*WHAT IS NEEDED*:
Transcribe verbatim the portion of the passage on generative evaluation metrics that begins with the words containing "In this Part, we" and ends with "modeling in HEP.".

In this Part, we have discussed the development of fast DL simulators to tackle the critical problem of producing efficient and high-quality simulations in the HL-LHC. In particular, we have introduced the MPGAN, GAPT, and iGAPT models, the first to effectively simulate point clouds in HEP, which have demonstrated promising results in both speed and quality. However, for an experimental collaboration to apply one of these techniques in real data analyses, we require methods to objectively compare the performance of different simulation techniques and extensively validate the produced simulations. This calls for the study and adoption of standard quantitative evaluation metrics for generative modeling in HEP.

This chapter presents the first, to our knowledge, systematic investigation of generative evaluation metrics’ sensitivity to expected failure modes of generative models, and their relevance to validation and feasibility for broad adoption in HEP. We study the performance of several proposed metrics from HEP and computer vision and, inspired by both domains, we develop two novel metrics we call the Fréchet and kernel physics distances (FPD and KPD, respectively). We find them to collectively have excellent sensitivity to all tested data mismodeling, as well as to satisfy practical requirements for evaluation and comparison of generative models in HEP.

*DATA EXTRACT*:
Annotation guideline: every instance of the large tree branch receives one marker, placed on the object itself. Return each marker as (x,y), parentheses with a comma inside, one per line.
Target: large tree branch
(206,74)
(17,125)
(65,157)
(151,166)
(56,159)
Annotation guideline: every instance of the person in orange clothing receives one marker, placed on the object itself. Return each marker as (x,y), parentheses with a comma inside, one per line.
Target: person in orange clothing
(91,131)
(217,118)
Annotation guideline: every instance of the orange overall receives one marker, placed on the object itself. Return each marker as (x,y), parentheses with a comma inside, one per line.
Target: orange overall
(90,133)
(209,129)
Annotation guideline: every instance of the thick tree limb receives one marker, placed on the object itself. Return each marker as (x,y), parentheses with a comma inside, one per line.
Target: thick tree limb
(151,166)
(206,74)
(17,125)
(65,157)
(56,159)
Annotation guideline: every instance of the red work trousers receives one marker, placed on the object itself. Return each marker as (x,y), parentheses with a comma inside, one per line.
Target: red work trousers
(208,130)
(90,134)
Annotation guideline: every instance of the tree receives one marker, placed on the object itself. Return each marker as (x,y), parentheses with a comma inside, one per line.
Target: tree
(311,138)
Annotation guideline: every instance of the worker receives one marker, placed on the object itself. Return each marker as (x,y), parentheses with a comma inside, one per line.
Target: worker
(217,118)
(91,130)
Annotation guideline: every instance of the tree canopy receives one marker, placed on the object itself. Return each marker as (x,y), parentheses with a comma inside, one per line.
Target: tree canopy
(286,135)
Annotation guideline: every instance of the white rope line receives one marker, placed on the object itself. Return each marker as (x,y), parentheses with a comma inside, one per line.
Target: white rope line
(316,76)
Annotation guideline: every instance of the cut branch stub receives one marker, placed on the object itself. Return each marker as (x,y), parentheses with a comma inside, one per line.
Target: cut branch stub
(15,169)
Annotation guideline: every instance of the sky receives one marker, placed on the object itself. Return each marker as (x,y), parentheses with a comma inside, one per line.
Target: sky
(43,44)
--
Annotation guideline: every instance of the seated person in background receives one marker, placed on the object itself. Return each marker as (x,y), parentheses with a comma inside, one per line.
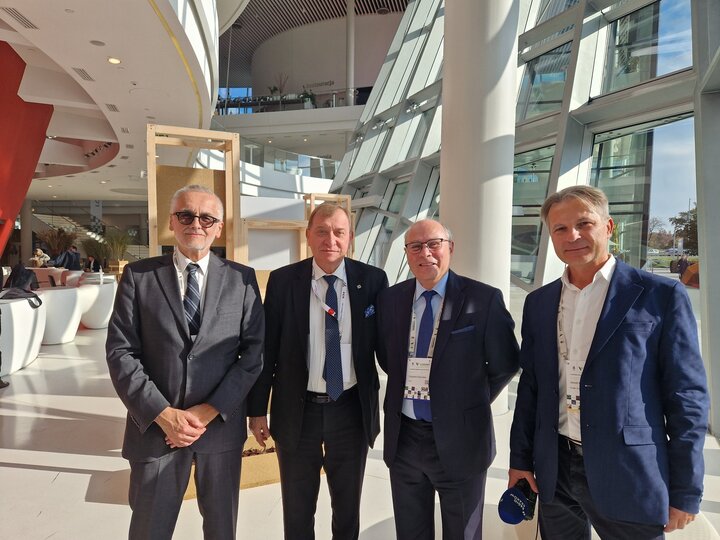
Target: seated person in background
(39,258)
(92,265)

*COMPLETE OUTPUT*:
In this Part, we have discussed the development of fast DL simulators to tackle the critical problem of producing efficient and high-quality simulations in the HL-LHC. In particular, we have introduced the MPGAN, GAPT, and iGAPT models, the first to effectively simulate point clouds in HEP, which have demonstrated promising results in both speed and quality. However, for an experimental collaboration to apply one of these techniques in real data analyses, we require methods to objectively compare the performance of different simulation techniques and extensively validate the produced simulations. This calls for the study and adoption of standard quantitative evaluation metrics for generative modeling in HEP.